**Problem requirements:**
Can you copy each of the entries below word for word?

Saved entries
▬▬▬▬▬▬▬▬▬▬

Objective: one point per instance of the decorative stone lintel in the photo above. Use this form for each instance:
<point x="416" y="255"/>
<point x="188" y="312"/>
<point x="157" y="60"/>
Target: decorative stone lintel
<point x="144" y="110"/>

▬▬▬▬▬▬▬▬▬▬

**Problem solution:**
Objective: one point per instance of the decorative stone lintel in the photo above. Use this form for each instance:
<point x="416" y="255"/>
<point x="188" y="312"/>
<point x="157" y="60"/>
Target: decorative stone lintel
<point x="144" y="110"/>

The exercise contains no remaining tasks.